* Start *

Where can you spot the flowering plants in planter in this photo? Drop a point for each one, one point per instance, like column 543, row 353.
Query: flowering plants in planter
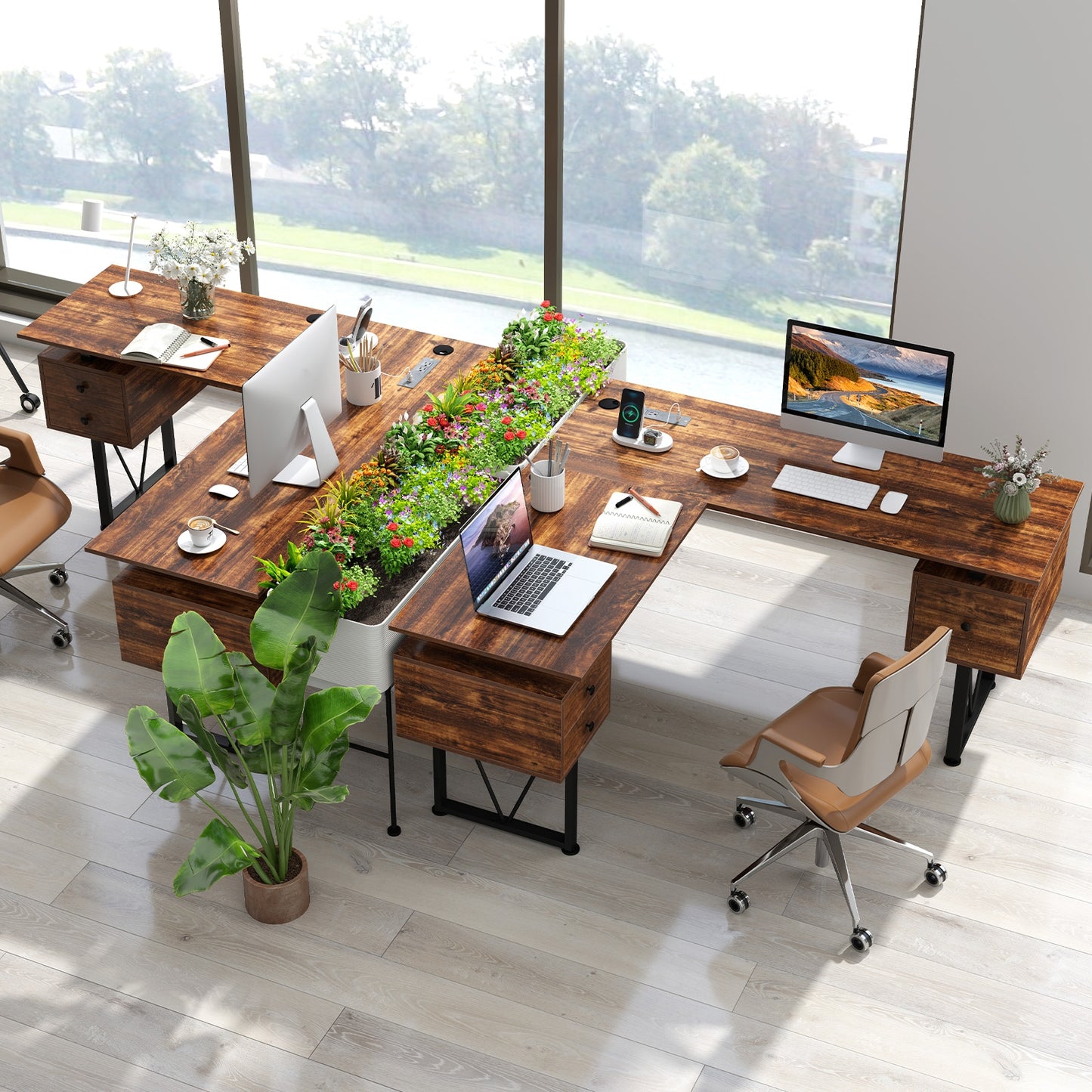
column 436, row 466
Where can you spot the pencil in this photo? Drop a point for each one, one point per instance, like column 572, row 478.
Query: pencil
column 201, row 352
column 633, row 493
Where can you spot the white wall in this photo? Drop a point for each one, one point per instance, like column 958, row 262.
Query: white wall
column 996, row 258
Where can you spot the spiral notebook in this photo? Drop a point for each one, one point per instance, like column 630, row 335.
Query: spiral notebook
column 633, row 527
column 165, row 343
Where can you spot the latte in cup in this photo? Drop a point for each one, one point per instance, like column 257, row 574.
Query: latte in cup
column 725, row 459
column 201, row 529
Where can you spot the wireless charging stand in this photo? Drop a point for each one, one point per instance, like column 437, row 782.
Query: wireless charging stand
column 663, row 441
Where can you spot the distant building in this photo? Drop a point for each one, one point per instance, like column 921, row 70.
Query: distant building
column 878, row 173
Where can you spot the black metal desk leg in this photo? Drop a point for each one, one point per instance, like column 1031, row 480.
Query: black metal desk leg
column 394, row 829
column 444, row 805
column 102, row 484
column 967, row 699
column 569, row 846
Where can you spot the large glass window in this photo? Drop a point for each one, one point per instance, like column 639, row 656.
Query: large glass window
column 395, row 150
column 716, row 184
column 117, row 104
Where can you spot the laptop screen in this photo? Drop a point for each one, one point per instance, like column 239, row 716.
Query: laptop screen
column 496, row 537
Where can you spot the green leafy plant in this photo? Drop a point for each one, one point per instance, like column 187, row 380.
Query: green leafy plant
column 451, row 402
column 284, row 746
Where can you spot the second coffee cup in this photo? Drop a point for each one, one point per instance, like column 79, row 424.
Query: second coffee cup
column 725, row 459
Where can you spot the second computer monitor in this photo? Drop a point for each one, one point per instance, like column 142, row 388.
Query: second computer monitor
column 287, row 407
column 875, row 393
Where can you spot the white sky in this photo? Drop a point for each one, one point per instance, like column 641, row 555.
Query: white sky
column 858, row 54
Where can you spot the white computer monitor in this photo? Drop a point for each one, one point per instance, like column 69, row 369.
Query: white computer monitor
column 874, row 393
column 287, row 407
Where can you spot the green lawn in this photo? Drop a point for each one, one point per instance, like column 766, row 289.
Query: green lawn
column 485, row 271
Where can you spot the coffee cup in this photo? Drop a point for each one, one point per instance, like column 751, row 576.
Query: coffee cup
column 725, row 459
column 201, row 529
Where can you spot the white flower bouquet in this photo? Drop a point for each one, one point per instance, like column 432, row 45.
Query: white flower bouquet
column 1011, row 471
column 200, row 260
column 204, row 255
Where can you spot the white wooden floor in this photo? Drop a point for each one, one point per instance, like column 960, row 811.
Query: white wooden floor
column 458, row 957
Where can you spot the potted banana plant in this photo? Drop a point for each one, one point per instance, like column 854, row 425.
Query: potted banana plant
column 282, row 747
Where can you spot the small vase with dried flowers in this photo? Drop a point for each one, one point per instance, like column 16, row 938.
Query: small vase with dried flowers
column 1015, row 474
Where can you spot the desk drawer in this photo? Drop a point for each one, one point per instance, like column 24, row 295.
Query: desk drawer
column 988, row 617
column 107, row 400
column 519, row 718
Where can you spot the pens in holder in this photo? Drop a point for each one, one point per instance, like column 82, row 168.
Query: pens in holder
column 637, row 496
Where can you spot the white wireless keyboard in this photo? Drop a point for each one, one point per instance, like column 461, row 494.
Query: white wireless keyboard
column 832, row 487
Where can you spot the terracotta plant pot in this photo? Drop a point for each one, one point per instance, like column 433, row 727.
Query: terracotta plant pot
column 277, row 903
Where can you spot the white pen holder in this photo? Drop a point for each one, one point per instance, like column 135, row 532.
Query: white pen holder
column 547, row 490
column 363, row 388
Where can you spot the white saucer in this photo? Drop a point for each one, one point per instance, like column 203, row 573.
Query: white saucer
column 707, row 468
column 187, row 544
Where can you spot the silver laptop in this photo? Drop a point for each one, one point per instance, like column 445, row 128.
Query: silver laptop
column 515, row 580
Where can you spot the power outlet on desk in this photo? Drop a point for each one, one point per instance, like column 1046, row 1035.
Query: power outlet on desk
column 419, row 372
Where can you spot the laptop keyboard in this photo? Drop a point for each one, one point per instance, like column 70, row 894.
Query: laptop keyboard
column 533, row 584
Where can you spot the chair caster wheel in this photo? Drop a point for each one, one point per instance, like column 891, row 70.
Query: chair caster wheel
column 738, row 901
column 862, row 939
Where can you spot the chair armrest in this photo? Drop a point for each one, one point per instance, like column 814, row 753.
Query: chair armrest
column 23, row 456
column 873, row 663
column 794, row 747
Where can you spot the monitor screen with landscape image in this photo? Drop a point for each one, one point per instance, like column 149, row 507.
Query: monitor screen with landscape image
column 875, row 393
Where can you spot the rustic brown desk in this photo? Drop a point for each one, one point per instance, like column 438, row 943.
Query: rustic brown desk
column 496, row 692
column 90, row 391
column 531, row 702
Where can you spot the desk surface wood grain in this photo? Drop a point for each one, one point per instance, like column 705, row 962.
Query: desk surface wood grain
column 95, row 323
column 147, row 533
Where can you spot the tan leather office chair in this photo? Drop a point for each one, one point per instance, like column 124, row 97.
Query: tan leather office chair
column 838, row 756
column 32, row 508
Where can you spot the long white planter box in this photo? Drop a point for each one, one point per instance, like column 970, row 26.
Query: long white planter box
column 362, row 654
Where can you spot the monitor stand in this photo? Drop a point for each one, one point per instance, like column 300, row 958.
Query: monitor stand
column 859, row 454
column 304, row 470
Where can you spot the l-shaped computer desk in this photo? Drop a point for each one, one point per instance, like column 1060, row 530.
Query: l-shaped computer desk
column 500, row 694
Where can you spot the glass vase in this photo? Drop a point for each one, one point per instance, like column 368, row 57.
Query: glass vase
column 199, row 299
column 1013, row 508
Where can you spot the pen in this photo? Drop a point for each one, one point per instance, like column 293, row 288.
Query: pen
column 201, row 352
column 633, row 493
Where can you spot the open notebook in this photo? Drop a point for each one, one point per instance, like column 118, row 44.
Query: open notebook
column 165, row 343
column 633, row 527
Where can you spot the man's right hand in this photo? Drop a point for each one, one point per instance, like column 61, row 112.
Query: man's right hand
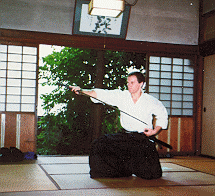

* End *

* WHAT YOU SHOULD DO *
Write out the material verbatim, beginning with the line that contains "Where can you spot the chair armrest" and ending after the line that contains "column 794, row 747".

* EXERCISE OUTPUT *
Where can you spot the chair armrest in this photo? Drop a point for each one, one point per instance, like column 814, row 753.
Query: chair armrest
column 23, row 456
column 873, row 663
column 794, row 747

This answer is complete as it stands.